* GIVEN REQUEST *
Quote the whole listing exactly. Leave the pictures out of your copy.

* RECORDS *

>> start

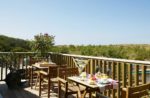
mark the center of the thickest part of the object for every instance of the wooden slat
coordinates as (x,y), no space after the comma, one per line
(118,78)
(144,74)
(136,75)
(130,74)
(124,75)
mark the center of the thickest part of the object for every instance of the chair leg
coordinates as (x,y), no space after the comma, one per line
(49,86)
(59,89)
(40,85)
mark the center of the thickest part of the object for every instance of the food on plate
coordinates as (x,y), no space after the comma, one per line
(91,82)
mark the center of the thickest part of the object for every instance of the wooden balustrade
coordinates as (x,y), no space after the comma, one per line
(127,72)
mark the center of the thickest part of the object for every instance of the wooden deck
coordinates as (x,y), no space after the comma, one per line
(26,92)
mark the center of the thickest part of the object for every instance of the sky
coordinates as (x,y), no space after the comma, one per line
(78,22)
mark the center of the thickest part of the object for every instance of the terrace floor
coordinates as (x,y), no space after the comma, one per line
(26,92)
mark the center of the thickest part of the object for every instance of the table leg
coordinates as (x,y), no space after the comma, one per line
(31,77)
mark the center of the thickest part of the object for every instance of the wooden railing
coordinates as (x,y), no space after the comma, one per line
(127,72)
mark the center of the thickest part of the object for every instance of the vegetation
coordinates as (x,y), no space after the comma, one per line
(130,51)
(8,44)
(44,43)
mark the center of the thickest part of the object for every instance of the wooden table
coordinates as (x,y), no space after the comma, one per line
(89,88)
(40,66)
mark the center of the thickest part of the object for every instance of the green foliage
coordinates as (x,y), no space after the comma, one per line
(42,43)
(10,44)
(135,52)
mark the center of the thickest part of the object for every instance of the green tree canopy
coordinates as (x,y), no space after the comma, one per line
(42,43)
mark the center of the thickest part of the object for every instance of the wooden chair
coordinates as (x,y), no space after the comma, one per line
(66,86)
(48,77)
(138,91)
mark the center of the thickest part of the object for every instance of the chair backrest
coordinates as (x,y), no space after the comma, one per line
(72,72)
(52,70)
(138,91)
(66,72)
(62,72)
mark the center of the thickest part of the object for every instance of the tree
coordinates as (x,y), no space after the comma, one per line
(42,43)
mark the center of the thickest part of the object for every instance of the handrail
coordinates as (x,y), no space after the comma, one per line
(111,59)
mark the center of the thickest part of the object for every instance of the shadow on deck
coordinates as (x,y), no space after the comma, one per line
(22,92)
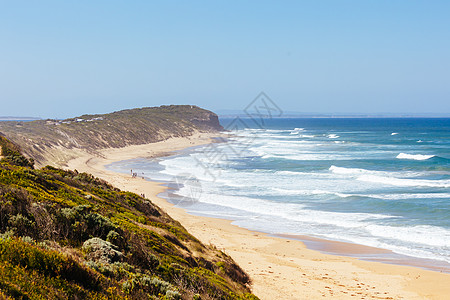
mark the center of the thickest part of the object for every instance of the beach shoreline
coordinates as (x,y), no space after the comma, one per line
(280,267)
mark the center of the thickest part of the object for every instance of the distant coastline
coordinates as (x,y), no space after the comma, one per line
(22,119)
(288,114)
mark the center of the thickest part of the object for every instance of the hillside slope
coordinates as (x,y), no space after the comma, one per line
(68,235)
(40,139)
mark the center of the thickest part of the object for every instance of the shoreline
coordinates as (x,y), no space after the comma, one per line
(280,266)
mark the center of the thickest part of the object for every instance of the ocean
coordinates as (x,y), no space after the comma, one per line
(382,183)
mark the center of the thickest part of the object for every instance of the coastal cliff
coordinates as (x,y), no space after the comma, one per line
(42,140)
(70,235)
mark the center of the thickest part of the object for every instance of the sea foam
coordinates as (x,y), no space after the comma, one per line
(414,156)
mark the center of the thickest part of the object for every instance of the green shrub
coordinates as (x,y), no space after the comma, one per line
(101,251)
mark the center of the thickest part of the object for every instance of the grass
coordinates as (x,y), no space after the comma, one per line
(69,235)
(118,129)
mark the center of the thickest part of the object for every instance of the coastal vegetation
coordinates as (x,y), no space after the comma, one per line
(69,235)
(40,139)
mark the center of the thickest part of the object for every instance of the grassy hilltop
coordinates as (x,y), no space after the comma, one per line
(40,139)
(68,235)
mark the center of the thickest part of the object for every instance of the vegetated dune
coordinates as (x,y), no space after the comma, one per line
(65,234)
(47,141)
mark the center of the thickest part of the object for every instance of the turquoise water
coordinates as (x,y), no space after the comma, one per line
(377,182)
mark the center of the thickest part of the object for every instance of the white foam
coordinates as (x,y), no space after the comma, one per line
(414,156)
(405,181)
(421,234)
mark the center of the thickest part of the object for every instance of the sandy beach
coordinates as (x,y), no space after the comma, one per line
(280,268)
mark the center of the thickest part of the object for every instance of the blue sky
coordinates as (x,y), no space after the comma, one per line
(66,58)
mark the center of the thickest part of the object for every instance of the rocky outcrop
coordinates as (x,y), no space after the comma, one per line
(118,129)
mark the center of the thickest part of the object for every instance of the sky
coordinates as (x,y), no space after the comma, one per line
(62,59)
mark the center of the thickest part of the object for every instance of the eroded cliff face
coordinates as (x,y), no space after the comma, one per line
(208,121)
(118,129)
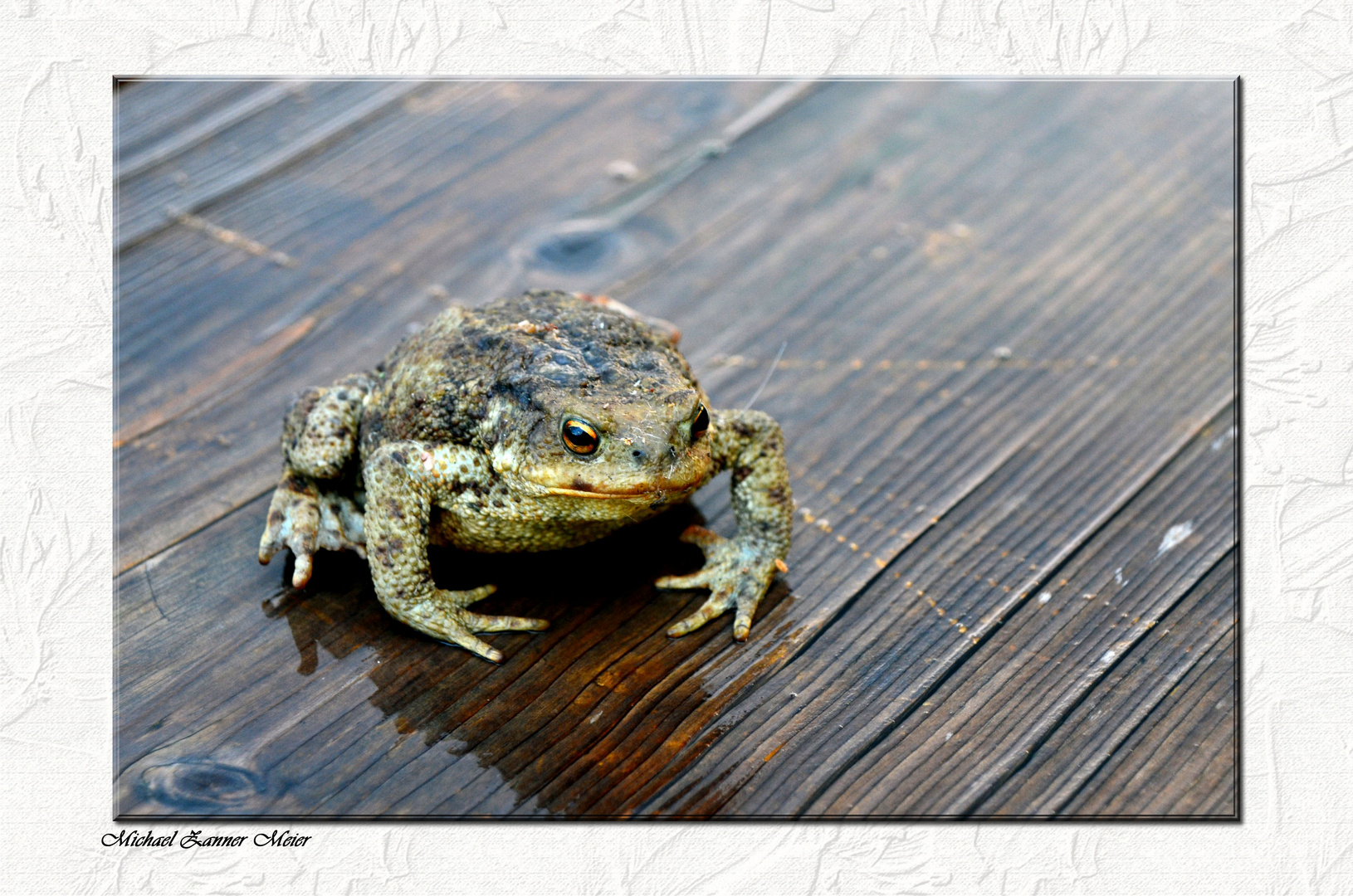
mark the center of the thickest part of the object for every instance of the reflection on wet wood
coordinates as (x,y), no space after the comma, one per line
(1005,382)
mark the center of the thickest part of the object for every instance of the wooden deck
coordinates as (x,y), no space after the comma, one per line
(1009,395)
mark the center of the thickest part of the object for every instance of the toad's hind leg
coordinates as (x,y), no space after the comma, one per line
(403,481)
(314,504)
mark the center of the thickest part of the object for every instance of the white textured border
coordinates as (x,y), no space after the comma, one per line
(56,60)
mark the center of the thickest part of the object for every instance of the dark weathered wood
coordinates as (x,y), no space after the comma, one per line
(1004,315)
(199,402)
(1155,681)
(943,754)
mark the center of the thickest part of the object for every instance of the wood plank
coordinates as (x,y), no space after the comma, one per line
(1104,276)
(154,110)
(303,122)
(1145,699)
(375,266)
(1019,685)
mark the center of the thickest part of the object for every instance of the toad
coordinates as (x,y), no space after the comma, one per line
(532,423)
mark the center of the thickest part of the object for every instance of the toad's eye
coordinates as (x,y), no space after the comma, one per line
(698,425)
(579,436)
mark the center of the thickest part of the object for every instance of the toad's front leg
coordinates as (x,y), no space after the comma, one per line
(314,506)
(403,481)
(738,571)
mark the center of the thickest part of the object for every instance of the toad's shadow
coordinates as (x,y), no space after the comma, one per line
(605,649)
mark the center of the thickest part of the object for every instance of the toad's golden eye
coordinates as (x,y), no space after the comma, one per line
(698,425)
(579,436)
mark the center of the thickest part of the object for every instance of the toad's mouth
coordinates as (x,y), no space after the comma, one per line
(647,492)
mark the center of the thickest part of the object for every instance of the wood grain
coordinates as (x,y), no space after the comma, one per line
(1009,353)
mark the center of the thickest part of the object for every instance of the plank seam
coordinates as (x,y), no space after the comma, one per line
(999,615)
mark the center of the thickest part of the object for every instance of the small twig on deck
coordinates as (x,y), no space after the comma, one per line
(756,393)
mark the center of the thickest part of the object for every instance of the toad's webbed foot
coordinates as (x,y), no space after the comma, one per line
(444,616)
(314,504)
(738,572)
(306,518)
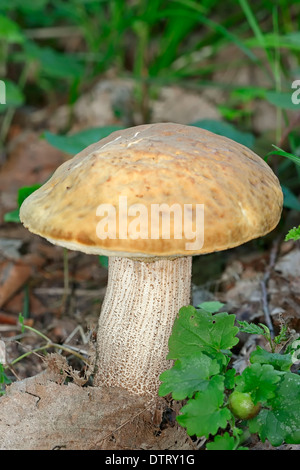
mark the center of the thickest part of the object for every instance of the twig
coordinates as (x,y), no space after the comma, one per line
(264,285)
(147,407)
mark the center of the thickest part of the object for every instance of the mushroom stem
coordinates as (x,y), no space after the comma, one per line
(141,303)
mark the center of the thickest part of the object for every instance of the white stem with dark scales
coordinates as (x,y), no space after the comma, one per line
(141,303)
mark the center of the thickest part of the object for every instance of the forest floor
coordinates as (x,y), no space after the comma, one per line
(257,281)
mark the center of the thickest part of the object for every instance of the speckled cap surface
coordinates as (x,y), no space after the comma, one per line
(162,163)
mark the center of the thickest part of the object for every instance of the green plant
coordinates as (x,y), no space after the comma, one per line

>> end

* FINISHED EXERCISE *
mark the center of the thickest part of the object for every instance of the wooden slat
coordinates as (x,y), no space after the comma, one per line
(118,78)
(144,74)
(136,75)
(130,74)
(124,75)
mark the center of the thickest part of the object for every instance of the chair leg
coordinates as (x,y), no space after the comma, one per line
(49,86)
(59,89)
(40,85)
mark the center of the thickest part of the object for every instance of the food on plate
coordinates as (x,y), no space after the comma, one per line
(91,82)
mark the center of the thickest part of the object for every instance of the wooden balustrade
coordinates as (x,y), no space after the comma, one per line
(127,72)
mark the center of the thickest part of the object for every instance of the wooden deck
coordinates as (x,y), no space after the comma, one per line
(26,92)
mark the center of the thickest part of the object for every instance of the sky
coordinates as (x,y), no space after the comma, one per line
(78,22)
mark the center of the thickest part of the object for every instance of the terrace floor
coordinates as (x,y), no space after the comma, one per line
(26,92)
mark the center of the thickest part of the object for every instance of the table leg
coordinates as (x,y), no space after the comma, one per line
(31,77)
mark the center of the thickest part of the object for every instance of the wooden railing
coordinates as (x,y), no space after the comma, one per line
(127,72)
mark the center of the thickest part of the object for every instance of the vegetation
coordinates as (x,y), no space after the comma, one per line
(130,51)
(8,44)
(44,43)
mark the center of the thickest part of the object for every instance of the wooden table
coordinates as (x,y), no space after the comma, one per line
(89,88)
(40,66)
mark the center of the thickest part of the object for every instance of the green foliage
coordinates as (x,y), no space after the comma, one per line
(42,43)
(10,44)
(135,52)
mark the center of the thickest part of the object for every instance of the green tree canopy
coordinates as (x,y), no space after the comma, one per line
(42,43)
mark the center of the thickest part of the object for every instance of the wooden chair
coordinates as (x,y), no space after the comma, one per line
(66,86)
(48,77)
(138,91)
mark the center of the thickest part of the object for every instance of the chair backrest
coordinates as (x,y), no space after the comma, one per line
(72,72)
(52,70)
(138,91)
(66,72)
(62,72)
mark the center of the thickest part of the object for every instance of the tree
coordinates as (x,y), no space after the comma, one per line
(42,43)
mark the center of the thickest part of the object for every instance of the handrail
coordinates as (x,y), no space after the comma, one per line
(111,59)
mark the center of the thickest part of the object for every instance of the shadow on deck
coordinates as (x,y), no space after the comma, one per line
(22,92)
mark the center of the thickest part of the object for every instance of the beach shoreline
coordinates as (x,y), no space after the comma, one per line
(280,267)
mark the center of the thickest part of the object for every instance of the distant coastline
coordinates as (x,y), no space after the comma, one per line
(22,119)
(288,114)
mark the center of the thickest part of the object for every instance of the hillside slope
coordinates as (x,y), no space after the comma, one per line
(68,235)
(40,139)
mark the center of the thickest part of the object for every instance of the shoreline
coordinates as (x,y), no space after the comma, one per line
(280,266)
mark the center of the thickest part of the object for every instance of the ocean
coordinates as (x,y), no space after the comma, one per line
(382,183)
mark the center of the thickest part of the object for every instance of the coastal cliff
coordinates as (x,y), no space after the comma, one per line
(42,140)
(70,235)
mark the center of the thickest part of the object for every instance of the sea foam
coordinates as (x,y), no space after the comma, one per line
(414,156)
mark the center of the thickest part of the object for every instance of the green shrub
coordinates as (x,y), no space after the comma, one per line
(101,251)
mark the center of the thickest part of the object for every instance of the grass
coordinates as (x,y), no space after the comma, one per line
(69,235)
(118,129)
mark the center of the thickest part of the object for every instance of the coastal vegetation
coordinates as (x,y), no space after the comma, one per line
(69,235)
(40,139)
mark the center of the thickest part of the object for every instance of the grassy hilltop
coordinates as (x,y), no space after the comma, one per line
(40,139)
(68,235)
mark the center of the thickest part of the object for every instance of the vegetated dune
coordinates as (x,y), no space after the comma, one per line
(65,234)
(47,141)
mark the center of the thickest part of the object for every instance of the turquoise water
coordinates as (x,y), no space after the comma, one per line
(377,182)
mark the center of the thickest part of the object for every instance of the white foam
coordinates as (x,y), no space after the comma, one per line
(414,156)
(405,181)
(421,234)
mark the center of the thickest part of the object for every instance of the sandy beach
coordinates as (x,y), no space after the comma, one per line
(280,268)
mark the center of the thickest part of the object for every instance of the blue sky
coordinates as (x,y), no space after the comma, one per line
(66,58)
mark the center of the thickest part of the object for every instance of the rocky outcrop
coordinates as (x,y), no space after the comma, one per line
(118,129)
mark the center of the thickest part of the object for every instance of the sky
coordinates as (x,y), no space after the comma, one per line
(62,59)
mark the center of the thickest part of the object for every instance of the eroded cliff face
coordinates as (x,y), no space after the comma, one per line
(208,121)
(118,129)
mark the center of the thickest part of the object for every instance of the reflection on wet wood
coordinates as (x,y), no space after the comma, one per line
(1005,382)
mark the center of the thickest part of the object for every instance of the wooden deck
coordinates as (x,y), no space after the comma, one per line
(1009,395)
mark the center of the thickest part of the object for every instance of the toad's hind leg
coordinates as (x,y), no space after the comma, one per line
(403,481)
(314,504)
mark the center of the thickest part of the object for every instance of the white textured border
coordinates as (x,y), no space after the comma, one per line
(56,60)
mark the center of the thickest part of the object for every instance of the dark weathered wood
coordinates as (x,y), no space after the comma, one per line
(1004,315)
(199,402)
(1155,681)
(943,754)
mark the center of the thickest part of the object for every instance of the wood plank
coordinates as (x,y), no space after the comma, one per line
(1104,276)
(154,110)
(303,122)
(1145,699)
(375,266)
(1019,685)
mark the center of the thickest part of the object for every instance of the toad
coordinates as (x,y), no space after the comma, one per line
(532,423)
mark the center of the thickest part of the object for every instance of the toad's eye
coordinates as (x,y), no space after the comma, one per line
(698,425)
(579,436)
mark the center of the thickest part of the object for every instance of the toad's front leg
coordinates as (x,y), no space after the comma, one per line
(314,506)
(403,481)
(738,571)
mark the center of the thickest part of the object for every instance of the toad's shadow
coordinates as (x,y), no space after the comma, one per line
(605,649)
mark the center of the thickest part of the object for every instance of the toad's golden eye
coordinates as (x,y), no space after the comma, one per line
(698,425)
(579,436)
mark the center of the thickest part of the object for every instance of the toad's mouth
coordinates as (x,y), no space after the comma, one per line
(647,492)
mark the center of the thickest part of the object for every instance of the wood grain
coordinates as (x,y), no space after the comma, one per line
(1009,353)
mark the center of the thickest part of the object for every instance of the plank seam
coordinates as (x,y), no space after the comma, one per line
(999,615)
mark the center of the thickest part of the object for every instance of the small twig on deck
coordinates as (x,y), no space after the comma, one per line
(756,393)
mark the center of the thickest part of the object for every instance of the toad's webbed foot
coordinates as (x,y), no space after the comma, one per line
(444,616)
(314,504)
(738,572)
(306,518)
mark the center of the thickest part of the object for every instance of the twig
coordinates as (x,y), no space after the comma, one per line
(264,285)
(147,407)
mark the center of the thickest part of the object for every instance of the mushroom stem
coordinates as (x,y), no space after the comma, one per line
(141,303)
mark the center of the thickest part of the object for every instance of the white stem with dark scales
coordinates as (x,y), no space after the comma, one per line
(141,303)
mark the center of the thickest part of the object for every instance of the forest floor
coordinates as (x,y), no space after the comma, one per line
(257,281)
mark the center of the thickest part of the object for every instance of the speckled cap surface
coordinates as (x,y), no space after the comma, one per line
(162,163)
mark the center of the thickest part of the object for every instance of the green plant
coordinates as (x,y), no space after the comma, one per line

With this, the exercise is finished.